*Given exercise A:* Repeat the passage on Mars' southern polar cap from "Don't mistake this" up to and including "the Red Planet.".

--- START Selected text ---

Mars' Southern Polar Cap — Cool on Many Levels

Mars' Southern Polar Cap
An unearthly scene altogether, the polar cap at Mars' South Pole — a mosaic of layers of dry ice occurring naturally on the Red Planet — is one terrain Earth and Mars do not have in common. This image is a stereo pair of the Mars' South Pole taken by HiRISE on the Mars Reconnaissance Orbiter. (Image credit: NASA/JPL-Caltech/Univ. of Arizona)

Don't mistake this image for a microscopic view of some tiny lifeform. This intriguing composition actually reveals more secrets from outer space, on the Red Planet.

While many Martian landscapes  remind Earthlings of home — river valleys, cliffs, glaciers and volcanos — this view seen by NASA's Mars Reconnaissance Orbiter is unlike anything on our Blue Marble.

--- END Selected text ---

*Given exercise B:* Rewrite the records from the line with "brown wall panel." up to and including the line with "805 110 976 547", substituting "tan" for "brown" and keeping everything else unchanged.

--- START Extracted data ---

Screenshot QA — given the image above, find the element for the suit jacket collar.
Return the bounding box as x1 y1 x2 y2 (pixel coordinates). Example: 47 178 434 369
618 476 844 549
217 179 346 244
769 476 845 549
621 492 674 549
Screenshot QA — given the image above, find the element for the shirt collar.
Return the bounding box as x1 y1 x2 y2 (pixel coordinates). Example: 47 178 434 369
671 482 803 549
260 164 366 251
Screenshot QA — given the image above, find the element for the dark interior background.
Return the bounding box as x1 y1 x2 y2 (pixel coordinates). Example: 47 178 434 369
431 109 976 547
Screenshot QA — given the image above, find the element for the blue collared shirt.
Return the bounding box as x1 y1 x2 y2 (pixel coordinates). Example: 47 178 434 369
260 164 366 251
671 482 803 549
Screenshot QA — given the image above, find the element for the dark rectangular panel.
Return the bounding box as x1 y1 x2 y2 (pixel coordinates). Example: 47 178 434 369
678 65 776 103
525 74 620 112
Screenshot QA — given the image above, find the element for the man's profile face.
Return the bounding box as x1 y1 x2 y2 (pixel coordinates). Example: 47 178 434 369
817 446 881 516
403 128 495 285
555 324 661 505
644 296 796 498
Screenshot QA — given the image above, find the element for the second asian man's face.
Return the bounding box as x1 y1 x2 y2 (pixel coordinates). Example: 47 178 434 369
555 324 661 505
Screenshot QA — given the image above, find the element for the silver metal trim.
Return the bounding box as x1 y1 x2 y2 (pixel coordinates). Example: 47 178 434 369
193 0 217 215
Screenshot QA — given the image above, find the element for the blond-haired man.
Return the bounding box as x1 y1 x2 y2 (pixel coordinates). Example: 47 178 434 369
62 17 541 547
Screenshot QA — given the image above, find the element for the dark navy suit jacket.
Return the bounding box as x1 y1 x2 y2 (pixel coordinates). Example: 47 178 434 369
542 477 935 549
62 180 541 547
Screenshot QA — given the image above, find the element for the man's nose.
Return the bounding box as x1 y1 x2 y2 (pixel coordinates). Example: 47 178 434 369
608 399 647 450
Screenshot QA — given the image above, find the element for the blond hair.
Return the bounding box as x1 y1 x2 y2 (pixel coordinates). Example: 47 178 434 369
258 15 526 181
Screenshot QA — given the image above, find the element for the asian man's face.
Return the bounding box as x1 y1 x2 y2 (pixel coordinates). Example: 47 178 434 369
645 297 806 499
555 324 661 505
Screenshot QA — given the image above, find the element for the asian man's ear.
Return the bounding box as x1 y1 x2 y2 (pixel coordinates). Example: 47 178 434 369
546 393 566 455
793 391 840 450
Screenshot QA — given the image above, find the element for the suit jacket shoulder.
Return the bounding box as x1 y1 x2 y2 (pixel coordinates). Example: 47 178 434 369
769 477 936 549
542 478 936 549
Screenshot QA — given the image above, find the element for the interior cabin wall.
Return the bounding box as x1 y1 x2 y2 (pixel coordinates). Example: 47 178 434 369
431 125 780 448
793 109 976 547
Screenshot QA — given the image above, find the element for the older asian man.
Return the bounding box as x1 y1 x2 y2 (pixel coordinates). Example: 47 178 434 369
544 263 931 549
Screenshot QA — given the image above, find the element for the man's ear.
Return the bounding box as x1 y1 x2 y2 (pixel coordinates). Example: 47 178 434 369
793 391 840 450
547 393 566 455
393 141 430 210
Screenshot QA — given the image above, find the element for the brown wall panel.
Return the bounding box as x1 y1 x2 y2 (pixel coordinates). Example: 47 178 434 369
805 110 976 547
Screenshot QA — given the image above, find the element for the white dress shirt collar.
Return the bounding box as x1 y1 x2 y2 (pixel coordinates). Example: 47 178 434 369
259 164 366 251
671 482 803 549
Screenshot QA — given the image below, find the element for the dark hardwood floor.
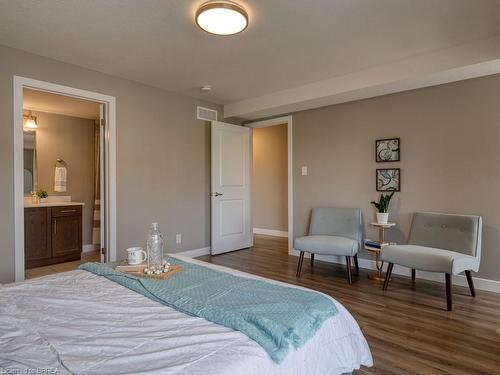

--- END Extracted data ---

*Problem solution A:*
Don't mistake this image for a microscopic view of some tiny lifeform. This intriguing composition actually reveals more secrets from outer space, on the Red Planet.

*Problem solution B:*
Screenshot QA — given the image above, find the element for the tan wall panel.
Return the bounding box as x1 y1 x2 y2 (pixel coordinates). Example: 47 178 434 369
805 110 976 547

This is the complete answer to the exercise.